## Information supplied
#####

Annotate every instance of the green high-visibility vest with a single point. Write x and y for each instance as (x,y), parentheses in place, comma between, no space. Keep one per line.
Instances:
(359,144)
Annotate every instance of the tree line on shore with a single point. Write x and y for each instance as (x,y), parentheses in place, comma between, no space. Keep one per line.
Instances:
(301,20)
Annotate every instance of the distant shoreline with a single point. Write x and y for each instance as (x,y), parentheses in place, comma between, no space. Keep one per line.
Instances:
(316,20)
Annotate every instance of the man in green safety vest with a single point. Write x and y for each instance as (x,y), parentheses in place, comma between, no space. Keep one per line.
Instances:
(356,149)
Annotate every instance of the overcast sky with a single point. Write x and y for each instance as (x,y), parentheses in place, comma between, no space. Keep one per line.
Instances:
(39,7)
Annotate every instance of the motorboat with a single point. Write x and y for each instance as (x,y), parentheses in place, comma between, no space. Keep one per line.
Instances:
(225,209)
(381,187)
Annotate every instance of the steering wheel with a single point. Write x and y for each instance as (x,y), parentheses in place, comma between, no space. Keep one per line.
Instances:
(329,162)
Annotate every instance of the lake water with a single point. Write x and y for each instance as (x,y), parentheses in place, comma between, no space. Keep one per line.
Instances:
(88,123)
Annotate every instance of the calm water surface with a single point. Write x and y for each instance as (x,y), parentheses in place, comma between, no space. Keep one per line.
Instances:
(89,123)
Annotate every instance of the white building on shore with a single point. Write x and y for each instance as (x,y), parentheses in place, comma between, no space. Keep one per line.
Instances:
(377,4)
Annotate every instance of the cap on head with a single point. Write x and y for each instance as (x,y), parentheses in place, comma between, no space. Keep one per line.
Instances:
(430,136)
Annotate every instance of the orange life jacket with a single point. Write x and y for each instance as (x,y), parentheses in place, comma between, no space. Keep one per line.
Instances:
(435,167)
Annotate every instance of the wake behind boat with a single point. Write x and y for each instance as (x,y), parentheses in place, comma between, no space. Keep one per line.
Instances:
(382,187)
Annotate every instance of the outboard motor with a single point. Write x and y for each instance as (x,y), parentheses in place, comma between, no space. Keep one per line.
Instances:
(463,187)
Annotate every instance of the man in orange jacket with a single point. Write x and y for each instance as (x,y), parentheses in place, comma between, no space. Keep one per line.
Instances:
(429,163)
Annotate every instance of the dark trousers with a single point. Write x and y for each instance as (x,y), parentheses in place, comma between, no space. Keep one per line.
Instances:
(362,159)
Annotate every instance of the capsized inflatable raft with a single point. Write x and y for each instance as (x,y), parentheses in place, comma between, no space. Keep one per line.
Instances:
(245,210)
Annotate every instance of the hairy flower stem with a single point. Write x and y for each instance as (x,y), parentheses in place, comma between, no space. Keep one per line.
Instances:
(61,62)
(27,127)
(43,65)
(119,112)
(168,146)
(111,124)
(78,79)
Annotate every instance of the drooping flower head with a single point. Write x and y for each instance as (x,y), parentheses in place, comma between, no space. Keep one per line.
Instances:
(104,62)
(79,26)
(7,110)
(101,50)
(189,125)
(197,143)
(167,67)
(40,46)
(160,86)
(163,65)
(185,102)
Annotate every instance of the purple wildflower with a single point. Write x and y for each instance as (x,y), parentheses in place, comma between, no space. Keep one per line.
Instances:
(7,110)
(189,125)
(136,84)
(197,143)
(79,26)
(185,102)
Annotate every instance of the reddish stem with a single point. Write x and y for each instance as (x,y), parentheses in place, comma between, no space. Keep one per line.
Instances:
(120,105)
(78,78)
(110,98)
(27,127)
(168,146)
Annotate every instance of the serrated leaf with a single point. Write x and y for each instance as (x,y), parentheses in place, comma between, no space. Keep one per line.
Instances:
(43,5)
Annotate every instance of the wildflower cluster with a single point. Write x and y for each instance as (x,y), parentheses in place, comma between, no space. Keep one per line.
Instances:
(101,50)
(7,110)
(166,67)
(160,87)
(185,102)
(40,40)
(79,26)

#####

## To do
Edit all of the data above, replacing "single point" with "one point" wherever it occurs and leaving everything else unchanged.

## Finished exercise
Annotate every instance of the green high-visibility vest with a one point. Write x and y for each instance as (x,y), parentheses in place, comma between, no space. Keep one per line.
Instances:
(359,144)
Annotate every instance of the tree line on shore with a one point. Write x and y for each instance as (x,y), parentheses in place, comma between, no space. Keep one per line.
Instances:
(301,20)
Annotate every instance of the distant shoreline with a one point. Write x and y for each instance as (x,y), parentheses in place, comma between, no space. Keep one per line.
Instances:
(316,20)
Annotate every instance of the man in green safety vest with a one point. Write x and y for each instance as (x,y), parentheses in place, comma between, no space. Keep one per line.
Instances:
(356,149)
Annotate every instance of the overcast sky with a one point. Write x and y for each instance as (x,y), parentheses in place, comma between, no space. Keep one per line.
Instances:
(39,7)
Annotate every instance of the motorboat with a one point. Write x and y for each instance as (x,y), parentheses in place, comma between, no space. Keep one per line.
Instances:
(225,209)
(381,187)
Annotate every instance of the steering wheel with a one point. Write x and y for each instance as (x,y), parentheses in place, comma between, no space. Keep one per line.
Instances:
(329,162)
Annotate every instance of the lake water with a one point. Write x and y for each instance as (x,y), parentheses in place, comma between, no space. Keep one per line.
Instances:
(88,123)
Annotate every instance of the calm water surface with a one point. Write x and y for each instance as (x,y), parentheses in place, comma between, no space. Keep one per line.
Instances:
(89,123)
Annotate every instance of the white building on shore with a one point. Write x and y for each instance as (x,y), parentheses in place, comma between, no space. Keep one per line.
Instances:
(377,4)
Annotate every instance of the cap on head with a one point. Write x and y for each instance as (x,y), parentheses in place, comma between, no space. Keep one per line.
Instances:
(430,136)
Annotate every instance of the orange life jacket with a one point. Write x and y for each instance as (x,y), parentheses in place, comma between, no space. Keep one per line.
Instances:
(435,167)
Annotate every instance of the wake behind boat with a one point. Write x and y for each instance as (x,y), parentheses in place, comma between, no space. Keep one per line.
Instances:
(382,187)
Annotate every instance of the outboard motor with a one point. Write x and y for each instance as (x,y), parentheses in place, comma between, no space. Keep one per line.
Instances:
(463,187)
Annotate every instance of the man in orange jacket with a one point. Write x and y for each instance as (x,y), parentheses in place, comma between, no space. Keep one per line.
Instances:
(429,163)
Annotate every instance of the dark trousers with a one point. Write x and y for each instance as (x,y), parentheses in place, comma between, no space. Keep one per line.
Instances:
(362,159)
Annotate every instance of the capsized inflatable raft with a one point. Write x and y for each instance as (x,y), parentheses in place, comma between, no space. Keep one per line.
Instances:
(245,210)
Annotate every instance of the hairy flower stem with a one point. Write x and y for each instance as (x,y), parentheses in place, comma between, no space. Keep one per line.
Instances:
(61,62)
(27,127)
(43,65)
(119,112)
(168,146)
(111,124)
(78,79)
Annotate every instance of the drooping flower head with a one point. Write x and y for each instance as (x,y), parentheses in place, comma between, no space. Keep one per line.
Instances:
(104,62)
(79,26)
(7,110)
(101,50)
(189,125)
(197,143)
(167,67)
(40,46)
(160,86)
(163,65)
(185,102)
Annotate every instance of the purple wildflower with a one point. Write x and y for each instance as (x,y), parentheses in place, comma between, no space. Keep one per line.
Instances:
(7,110)
(189,125)
(136,84)
(197,143)
(79,26)
(185,102)
Annotate every instance of the reddish stem with a one point. Write x and y for each instance as (x,y), parentheses in place, comma between, no space. Keep one per line.
Instances:
(120,105)
(78,78)
(110,98)
(27,127)
(168,146)
Annotate every instance of the serrated leaf with a one point. Write x and y for each instance as (x,y), parentheses in place, comma between, no space. Keep one per line.
Instances:
(43,5)
Annotate every instance of the wildflower cluster with a one point. Write x and y for each instance as (x,y), parentheses in place, comma between, no space. Keep one per line.
Instances:
(101,50)
(7,110)
(166,67)
(160,87)
(185,102)
(40,40)
(79,26)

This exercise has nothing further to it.